_Requirement_. Rewrite the part of the listing below that runs from the line containing "Practice: put a marker on each instance of the hand" through the end of the listing, both ends included, as a JSON list of strings with one string per line and blank lines dropped. Leave the pictures out.

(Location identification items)
** START **

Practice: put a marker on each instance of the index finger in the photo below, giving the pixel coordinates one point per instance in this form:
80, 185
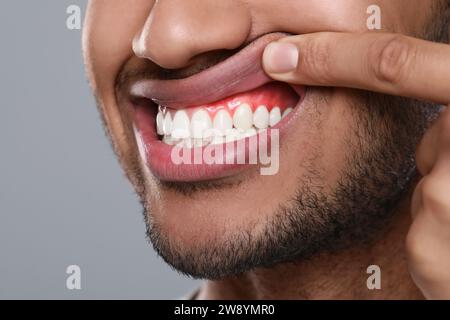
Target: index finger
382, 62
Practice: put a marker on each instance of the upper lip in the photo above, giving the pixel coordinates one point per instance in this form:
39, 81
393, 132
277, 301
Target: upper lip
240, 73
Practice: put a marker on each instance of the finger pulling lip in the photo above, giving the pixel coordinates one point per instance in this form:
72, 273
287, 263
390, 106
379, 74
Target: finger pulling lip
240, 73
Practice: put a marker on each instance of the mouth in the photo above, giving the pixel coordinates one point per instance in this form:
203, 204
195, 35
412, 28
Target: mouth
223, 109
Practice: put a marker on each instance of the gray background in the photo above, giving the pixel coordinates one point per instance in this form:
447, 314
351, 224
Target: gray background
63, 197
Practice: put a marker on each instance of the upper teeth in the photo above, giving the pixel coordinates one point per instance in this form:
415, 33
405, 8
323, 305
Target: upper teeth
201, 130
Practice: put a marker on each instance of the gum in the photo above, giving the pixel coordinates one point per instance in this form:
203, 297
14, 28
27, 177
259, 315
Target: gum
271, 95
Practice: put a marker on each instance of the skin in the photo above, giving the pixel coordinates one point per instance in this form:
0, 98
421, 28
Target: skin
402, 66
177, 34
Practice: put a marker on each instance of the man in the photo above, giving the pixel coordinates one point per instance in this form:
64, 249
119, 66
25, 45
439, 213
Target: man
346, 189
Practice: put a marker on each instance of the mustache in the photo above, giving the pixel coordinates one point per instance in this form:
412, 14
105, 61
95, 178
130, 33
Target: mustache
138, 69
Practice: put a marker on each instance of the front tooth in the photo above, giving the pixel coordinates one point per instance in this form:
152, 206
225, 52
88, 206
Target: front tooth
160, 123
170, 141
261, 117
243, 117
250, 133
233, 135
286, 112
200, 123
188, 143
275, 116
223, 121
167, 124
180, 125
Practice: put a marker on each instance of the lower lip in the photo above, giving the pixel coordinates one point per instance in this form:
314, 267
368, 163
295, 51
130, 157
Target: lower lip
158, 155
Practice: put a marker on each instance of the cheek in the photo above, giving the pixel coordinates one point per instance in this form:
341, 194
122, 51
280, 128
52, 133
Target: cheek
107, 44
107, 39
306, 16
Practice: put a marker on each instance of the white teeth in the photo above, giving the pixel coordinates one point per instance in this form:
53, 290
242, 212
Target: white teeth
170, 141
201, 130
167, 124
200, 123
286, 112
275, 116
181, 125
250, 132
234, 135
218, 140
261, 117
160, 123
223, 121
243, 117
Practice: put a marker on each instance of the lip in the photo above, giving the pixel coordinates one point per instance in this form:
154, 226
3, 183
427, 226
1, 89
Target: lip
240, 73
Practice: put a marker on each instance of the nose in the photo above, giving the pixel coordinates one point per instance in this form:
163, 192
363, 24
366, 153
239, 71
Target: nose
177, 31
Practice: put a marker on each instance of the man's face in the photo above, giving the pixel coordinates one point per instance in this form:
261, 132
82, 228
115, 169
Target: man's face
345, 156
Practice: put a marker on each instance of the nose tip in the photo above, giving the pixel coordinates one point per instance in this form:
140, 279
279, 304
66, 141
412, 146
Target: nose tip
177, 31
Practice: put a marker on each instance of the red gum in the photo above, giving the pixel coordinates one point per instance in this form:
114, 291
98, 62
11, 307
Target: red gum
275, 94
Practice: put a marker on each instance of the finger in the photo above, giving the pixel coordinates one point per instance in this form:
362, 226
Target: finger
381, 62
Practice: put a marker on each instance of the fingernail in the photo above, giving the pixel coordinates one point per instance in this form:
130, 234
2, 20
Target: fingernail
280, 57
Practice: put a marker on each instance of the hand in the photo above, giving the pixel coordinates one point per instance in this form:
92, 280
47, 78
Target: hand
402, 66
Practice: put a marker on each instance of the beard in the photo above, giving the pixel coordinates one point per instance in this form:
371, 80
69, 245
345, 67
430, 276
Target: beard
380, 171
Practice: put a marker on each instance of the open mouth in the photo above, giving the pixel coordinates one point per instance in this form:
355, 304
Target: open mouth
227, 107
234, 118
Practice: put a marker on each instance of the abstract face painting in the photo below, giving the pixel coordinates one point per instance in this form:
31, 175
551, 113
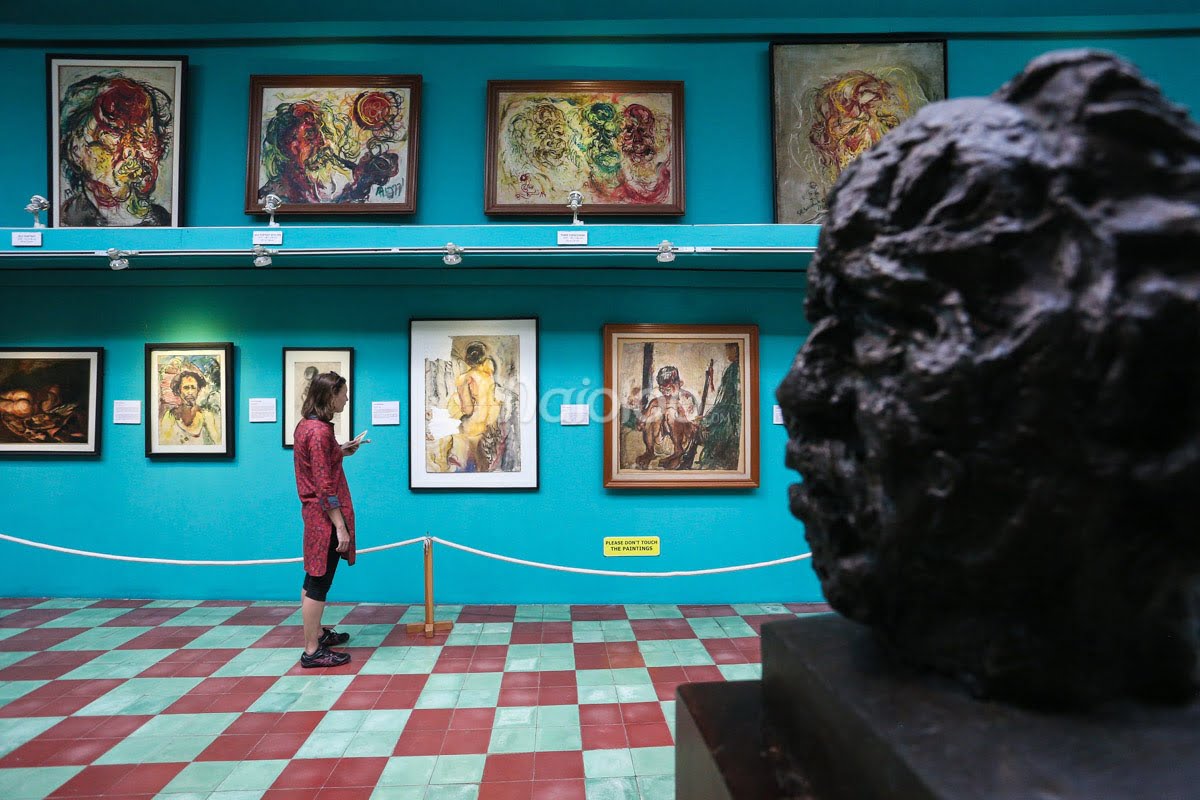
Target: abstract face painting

** END **

_Correct answer_.
[
  "Practice: put a marker on each instance of the hand in the photo above, giving the pixel coordinates one point per instance in this form:",
  "92, 280",
  "47, 78",
  "Target: hand",
  "402, 66",
  "Practice: put a marker on each instance of the beard in the photo above, giving the pixel coordinates one point per instance in this form:",
  "371, 80",
  "69, 245",
  "345, 67",
  "430, 276",
  "Target: beard",
  "380, 171",
  "Practice: put a marker on each instance of the open mouth in the photo above, giving the pixel coordinates one point per instance in this form:",
  "355, 304",
  "Target: open mouth",
  "227, 107",
  "234, 118",
  "Practice: put a marker on each instance of the abstract face painting in the photo below, giving the pixel coordinates one point per instance in this form:",
  "31, 175",
  "551, 113",
  "Target: abstract face painting"
]